SHORT PROBLEM A.
From the article on New York's bullying legislation below, repeat the part that opens with the words containing "On July 9, 2012, Governor" and closes with "July 1, 2013.".
SHORT PROBLEM B.
Summarize the article below on New York's bullying and cyberbullying legislation in two sentences.

SELECTED EXCERPT.

School Districts: New Legislation Expands Protection Against Bullying and Cyberbullying in New York Public Schools

July 15, 2012

On July 9, 2012, Governor Cuomo signed legislation to protect students from bullying and cyberbullying in public schools. The legislation expands the provisions of the Dignity for All Students Act ("DASA"), which went into effect on July 1st of this year. DASA's new bullying and cyberbullying provisions will go into effect on July 1, 2013.

DASA currently protects public school students from discrimination and harassment that occurs on school property or at school functions, based on a student's actual or perceived race, color, weight, national origin, ethnic group, religion, religious practice, disability, sexual orientation, or sex. The new legislation adds "bullying" and "cyberbullying" as prohibited conduct. Under the amendments to DASA, "harassment" and "bullying" are defined as the creation of a hostile environment by conduct or by threats, intimidation, or abuse (including cyberbullying) that

  • has or would have the effect of unreasonably and substantially interfering with a student's educational performance, opportunities, or benefits, or mental, emotional, or physical well-being;
  • reasonably causes a student to fear for his/her physical safety;
  • reasonably causes physical injury or emotional harm to a student; or
  • occurs off school property and creates or would foreseeably create a risk of substantial disruption within the school environment, where it is foreseeable that the conduct, threats, intimidation, or abuse might reach school property.

(Location annotation dataset excerpts)
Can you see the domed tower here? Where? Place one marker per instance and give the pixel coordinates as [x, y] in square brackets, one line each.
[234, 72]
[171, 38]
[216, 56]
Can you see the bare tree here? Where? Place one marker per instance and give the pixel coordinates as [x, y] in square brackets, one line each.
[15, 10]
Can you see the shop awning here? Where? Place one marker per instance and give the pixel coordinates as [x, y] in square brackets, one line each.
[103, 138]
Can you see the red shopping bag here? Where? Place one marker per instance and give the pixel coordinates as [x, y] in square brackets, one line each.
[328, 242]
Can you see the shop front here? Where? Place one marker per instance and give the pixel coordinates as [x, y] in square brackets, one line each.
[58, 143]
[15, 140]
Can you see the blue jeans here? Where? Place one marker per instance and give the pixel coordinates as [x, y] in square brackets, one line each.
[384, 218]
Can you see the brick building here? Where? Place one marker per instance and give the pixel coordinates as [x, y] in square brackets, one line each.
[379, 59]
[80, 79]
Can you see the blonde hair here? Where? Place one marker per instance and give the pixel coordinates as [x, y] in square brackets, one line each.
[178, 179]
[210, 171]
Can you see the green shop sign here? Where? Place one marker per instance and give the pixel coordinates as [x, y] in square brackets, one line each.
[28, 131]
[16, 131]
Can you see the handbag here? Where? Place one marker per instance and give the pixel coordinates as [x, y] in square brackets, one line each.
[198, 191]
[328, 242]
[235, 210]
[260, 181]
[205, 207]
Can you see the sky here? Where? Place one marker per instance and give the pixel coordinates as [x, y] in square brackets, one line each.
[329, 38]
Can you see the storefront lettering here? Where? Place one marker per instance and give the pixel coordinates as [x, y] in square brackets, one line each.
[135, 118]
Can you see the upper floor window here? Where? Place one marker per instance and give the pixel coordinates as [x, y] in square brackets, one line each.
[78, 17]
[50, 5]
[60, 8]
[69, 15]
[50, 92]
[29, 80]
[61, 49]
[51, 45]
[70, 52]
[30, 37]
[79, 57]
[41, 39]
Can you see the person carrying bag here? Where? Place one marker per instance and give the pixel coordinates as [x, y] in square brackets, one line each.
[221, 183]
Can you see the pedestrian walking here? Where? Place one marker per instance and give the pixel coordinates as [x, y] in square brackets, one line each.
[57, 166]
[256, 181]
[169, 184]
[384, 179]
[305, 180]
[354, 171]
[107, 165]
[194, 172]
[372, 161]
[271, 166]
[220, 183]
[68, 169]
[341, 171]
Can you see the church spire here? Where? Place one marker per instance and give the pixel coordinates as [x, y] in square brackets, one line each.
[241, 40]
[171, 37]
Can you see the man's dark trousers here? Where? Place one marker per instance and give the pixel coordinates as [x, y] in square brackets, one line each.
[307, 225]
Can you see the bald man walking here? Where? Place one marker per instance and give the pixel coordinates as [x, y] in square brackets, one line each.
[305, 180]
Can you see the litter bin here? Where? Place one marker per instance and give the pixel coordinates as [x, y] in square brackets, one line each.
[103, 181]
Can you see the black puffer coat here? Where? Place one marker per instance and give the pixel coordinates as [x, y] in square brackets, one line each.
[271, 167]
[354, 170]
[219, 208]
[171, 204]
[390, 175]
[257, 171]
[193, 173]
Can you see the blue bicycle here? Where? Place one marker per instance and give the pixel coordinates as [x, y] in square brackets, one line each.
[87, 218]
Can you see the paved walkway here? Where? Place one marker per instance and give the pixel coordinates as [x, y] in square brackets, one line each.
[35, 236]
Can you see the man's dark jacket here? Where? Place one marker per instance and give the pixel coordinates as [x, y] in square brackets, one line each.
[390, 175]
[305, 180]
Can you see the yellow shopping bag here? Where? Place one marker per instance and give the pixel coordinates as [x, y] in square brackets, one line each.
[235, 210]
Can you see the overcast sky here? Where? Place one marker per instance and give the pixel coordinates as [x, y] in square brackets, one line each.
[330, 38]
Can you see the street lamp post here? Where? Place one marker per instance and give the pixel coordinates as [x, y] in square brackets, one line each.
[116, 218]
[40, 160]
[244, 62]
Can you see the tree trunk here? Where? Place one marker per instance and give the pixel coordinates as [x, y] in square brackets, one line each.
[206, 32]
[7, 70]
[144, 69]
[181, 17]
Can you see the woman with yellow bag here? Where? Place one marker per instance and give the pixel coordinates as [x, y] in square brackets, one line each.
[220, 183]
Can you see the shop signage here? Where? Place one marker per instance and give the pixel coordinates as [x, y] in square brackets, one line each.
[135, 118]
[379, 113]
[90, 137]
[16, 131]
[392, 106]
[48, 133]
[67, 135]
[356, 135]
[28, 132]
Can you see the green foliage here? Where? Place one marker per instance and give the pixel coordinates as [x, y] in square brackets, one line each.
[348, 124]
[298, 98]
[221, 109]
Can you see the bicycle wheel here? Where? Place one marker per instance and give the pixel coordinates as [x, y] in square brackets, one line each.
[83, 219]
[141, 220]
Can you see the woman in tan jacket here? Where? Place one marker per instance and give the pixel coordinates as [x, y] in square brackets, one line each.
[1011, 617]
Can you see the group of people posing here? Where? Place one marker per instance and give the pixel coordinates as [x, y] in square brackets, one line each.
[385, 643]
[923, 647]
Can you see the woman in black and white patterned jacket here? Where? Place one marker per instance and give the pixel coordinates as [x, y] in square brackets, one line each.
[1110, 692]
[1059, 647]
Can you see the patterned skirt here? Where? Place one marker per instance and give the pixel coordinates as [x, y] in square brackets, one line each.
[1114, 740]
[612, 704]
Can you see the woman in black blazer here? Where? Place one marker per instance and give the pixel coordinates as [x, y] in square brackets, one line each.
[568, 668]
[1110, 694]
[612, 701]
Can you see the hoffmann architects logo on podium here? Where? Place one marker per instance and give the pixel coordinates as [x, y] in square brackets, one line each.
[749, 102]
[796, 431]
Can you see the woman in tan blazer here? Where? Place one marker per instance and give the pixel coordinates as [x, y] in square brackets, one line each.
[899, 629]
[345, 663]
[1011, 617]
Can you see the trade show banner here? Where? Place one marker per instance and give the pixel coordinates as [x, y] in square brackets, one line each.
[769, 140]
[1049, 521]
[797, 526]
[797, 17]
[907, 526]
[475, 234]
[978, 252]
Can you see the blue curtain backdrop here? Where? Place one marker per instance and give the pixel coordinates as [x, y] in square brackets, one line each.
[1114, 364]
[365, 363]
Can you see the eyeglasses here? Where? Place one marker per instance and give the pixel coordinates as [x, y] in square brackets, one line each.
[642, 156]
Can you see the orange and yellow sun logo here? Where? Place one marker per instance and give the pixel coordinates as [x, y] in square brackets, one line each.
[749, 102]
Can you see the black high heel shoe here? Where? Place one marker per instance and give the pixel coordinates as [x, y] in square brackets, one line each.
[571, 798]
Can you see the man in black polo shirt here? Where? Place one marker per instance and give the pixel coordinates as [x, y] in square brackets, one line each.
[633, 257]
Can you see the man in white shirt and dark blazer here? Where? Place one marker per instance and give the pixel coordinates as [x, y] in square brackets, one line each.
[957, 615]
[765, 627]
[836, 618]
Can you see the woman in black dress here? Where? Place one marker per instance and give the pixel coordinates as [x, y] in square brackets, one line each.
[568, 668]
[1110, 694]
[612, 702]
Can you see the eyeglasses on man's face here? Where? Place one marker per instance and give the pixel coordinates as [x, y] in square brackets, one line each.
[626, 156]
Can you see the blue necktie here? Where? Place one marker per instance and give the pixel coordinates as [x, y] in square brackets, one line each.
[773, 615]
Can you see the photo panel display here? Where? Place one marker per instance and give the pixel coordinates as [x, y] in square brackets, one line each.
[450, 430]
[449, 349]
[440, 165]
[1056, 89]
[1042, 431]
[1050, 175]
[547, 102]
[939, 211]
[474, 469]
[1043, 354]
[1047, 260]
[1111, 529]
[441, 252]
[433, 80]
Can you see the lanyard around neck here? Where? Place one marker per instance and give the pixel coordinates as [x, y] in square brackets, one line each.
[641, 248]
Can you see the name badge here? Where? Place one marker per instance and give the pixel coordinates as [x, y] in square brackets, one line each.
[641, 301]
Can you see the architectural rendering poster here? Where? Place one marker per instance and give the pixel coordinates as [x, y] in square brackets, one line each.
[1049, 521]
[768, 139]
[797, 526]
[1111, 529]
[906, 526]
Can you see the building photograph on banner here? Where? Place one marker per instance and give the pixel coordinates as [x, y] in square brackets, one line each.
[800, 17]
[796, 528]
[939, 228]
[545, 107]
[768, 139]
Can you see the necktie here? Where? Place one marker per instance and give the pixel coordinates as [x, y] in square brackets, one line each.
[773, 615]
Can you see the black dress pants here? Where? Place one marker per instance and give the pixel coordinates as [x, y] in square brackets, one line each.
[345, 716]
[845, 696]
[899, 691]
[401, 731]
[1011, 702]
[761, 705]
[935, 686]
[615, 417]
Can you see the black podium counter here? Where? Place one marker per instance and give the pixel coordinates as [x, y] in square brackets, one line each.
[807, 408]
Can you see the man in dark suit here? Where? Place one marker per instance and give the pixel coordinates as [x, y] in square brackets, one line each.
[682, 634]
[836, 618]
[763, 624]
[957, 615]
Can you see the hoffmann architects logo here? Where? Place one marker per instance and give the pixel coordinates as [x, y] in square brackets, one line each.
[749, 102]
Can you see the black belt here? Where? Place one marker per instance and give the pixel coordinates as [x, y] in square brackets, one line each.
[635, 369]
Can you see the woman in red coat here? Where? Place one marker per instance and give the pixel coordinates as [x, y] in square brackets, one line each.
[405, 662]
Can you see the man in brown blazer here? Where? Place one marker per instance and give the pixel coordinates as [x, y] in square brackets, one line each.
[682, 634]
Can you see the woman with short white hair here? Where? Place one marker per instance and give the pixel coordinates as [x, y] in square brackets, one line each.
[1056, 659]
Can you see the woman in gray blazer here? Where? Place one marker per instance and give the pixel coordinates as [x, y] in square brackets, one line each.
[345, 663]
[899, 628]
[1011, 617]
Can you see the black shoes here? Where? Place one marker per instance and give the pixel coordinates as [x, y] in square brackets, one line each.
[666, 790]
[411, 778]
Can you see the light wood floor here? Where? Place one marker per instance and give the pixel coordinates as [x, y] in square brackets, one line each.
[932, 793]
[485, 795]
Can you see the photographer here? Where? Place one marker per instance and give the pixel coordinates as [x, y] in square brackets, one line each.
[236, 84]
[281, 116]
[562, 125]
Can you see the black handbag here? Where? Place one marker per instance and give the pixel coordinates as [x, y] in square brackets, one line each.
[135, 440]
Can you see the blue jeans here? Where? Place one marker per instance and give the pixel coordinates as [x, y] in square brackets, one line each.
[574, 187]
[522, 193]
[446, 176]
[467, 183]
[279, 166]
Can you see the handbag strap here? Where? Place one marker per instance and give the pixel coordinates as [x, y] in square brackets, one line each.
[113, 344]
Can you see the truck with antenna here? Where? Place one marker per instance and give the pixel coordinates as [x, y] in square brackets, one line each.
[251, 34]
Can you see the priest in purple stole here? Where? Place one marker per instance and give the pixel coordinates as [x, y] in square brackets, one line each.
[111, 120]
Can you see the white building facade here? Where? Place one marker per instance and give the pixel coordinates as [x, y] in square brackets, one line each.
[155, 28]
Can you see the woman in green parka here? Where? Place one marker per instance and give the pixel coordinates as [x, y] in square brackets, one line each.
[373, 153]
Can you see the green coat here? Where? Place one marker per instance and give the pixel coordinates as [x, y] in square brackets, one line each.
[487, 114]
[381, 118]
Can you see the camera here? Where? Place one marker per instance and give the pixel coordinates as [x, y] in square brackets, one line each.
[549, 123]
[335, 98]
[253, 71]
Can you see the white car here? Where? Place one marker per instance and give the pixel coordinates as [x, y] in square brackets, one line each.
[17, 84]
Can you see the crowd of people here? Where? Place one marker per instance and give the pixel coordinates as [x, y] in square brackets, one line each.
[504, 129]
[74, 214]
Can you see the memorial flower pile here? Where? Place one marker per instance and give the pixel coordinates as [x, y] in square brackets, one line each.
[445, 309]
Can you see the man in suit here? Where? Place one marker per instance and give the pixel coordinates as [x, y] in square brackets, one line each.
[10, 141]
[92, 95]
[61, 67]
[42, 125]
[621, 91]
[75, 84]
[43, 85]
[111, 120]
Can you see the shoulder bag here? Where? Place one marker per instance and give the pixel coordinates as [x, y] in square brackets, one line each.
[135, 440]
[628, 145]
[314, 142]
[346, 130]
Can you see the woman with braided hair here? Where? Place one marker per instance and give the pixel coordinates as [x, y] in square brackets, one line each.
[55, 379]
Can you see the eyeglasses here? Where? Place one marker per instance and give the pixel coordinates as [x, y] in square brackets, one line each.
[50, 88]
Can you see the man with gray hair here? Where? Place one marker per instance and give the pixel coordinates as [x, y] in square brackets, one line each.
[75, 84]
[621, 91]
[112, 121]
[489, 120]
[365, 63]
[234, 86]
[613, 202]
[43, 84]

PROBLEM SOLUTION A.
On July 9, 2012, Governor Cuomo signed legislation to protect students from bullying and cyberbullying in public schools. The legislation expands the provisions of the Dignity for All Students Act ("DASA"), which went into effect on July 1st of this year. DASA's new bullying and cyberbullying provisions will go into effect on July 1, 2013.

PROBLEM SOLUTION B.
On July 9, 2012, Governor Cuomo signed legislation that expands New York's Dignity for All Students Act by adding bullying and cyberbullying as prohibited conduct in public schools, with the new provisions taking effect on July 1, 2013. Under the amendments, harassment and bullying mean creating a hostile environment through conduct, threats, intimidation, or abuse that unreasonably and substantially interferes with a student's education or well-being, reasonably causes fear for physical safety, physical injury, or emotional harm, or occurs off school property and could foreseeably create a risk of substantial disruption within the school environment.